(Stored data entries)
-=-=-

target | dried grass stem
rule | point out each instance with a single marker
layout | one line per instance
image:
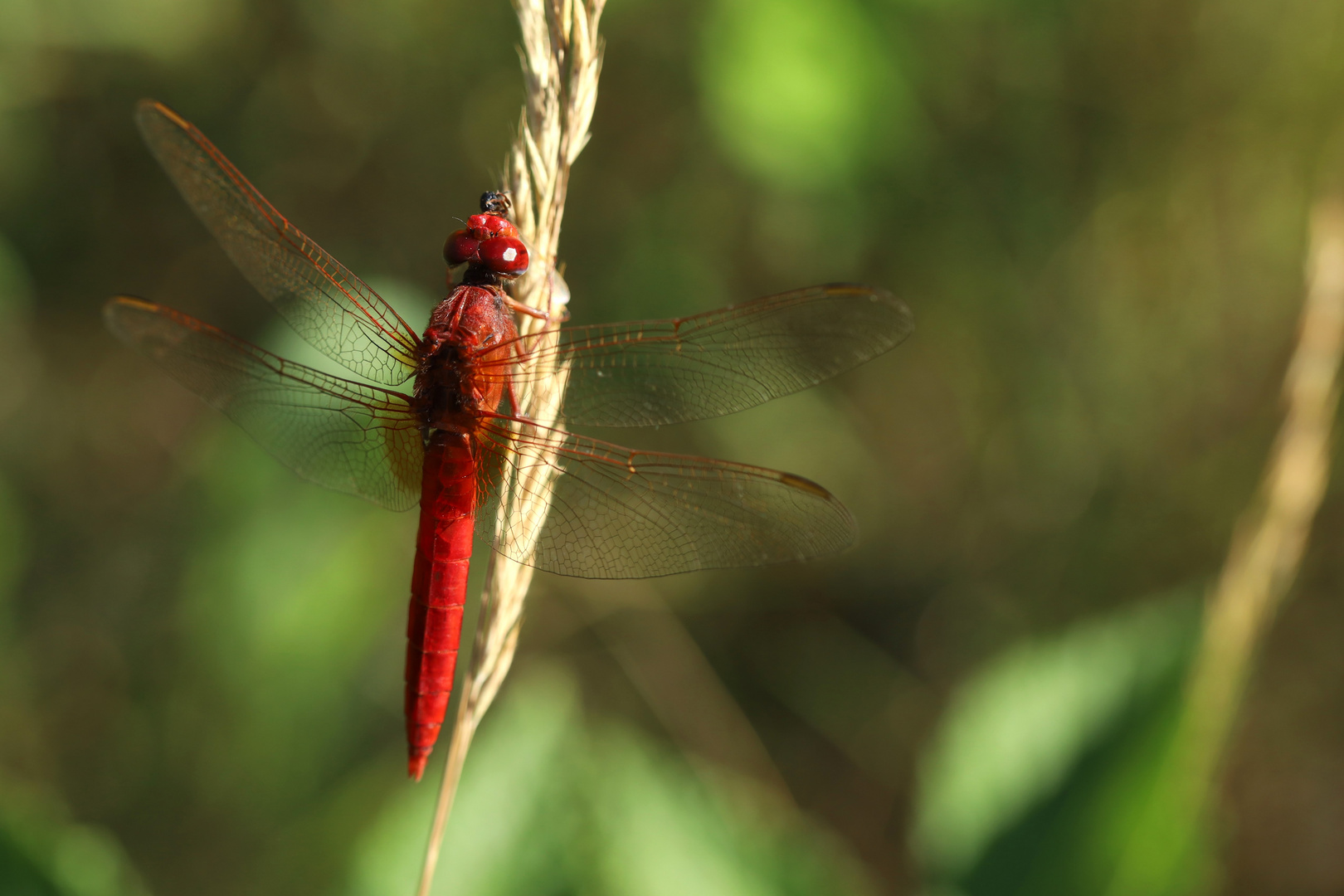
(562, 60)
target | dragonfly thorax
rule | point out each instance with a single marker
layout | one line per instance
(457, 381)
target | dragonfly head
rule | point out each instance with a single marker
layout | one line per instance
(488, 243)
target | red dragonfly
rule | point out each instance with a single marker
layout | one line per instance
(455, 437)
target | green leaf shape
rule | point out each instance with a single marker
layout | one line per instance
(1038, 720)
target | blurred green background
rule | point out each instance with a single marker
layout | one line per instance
(1097, 210)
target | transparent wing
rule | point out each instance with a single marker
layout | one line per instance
(329, 305)
(346, 436)
(617, 514)
(689, 368)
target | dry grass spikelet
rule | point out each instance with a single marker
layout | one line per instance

-=-=-

Task to complete:
Go over the records above and tally each line that includes "target". Give the total by itself.

Exercise solution:
8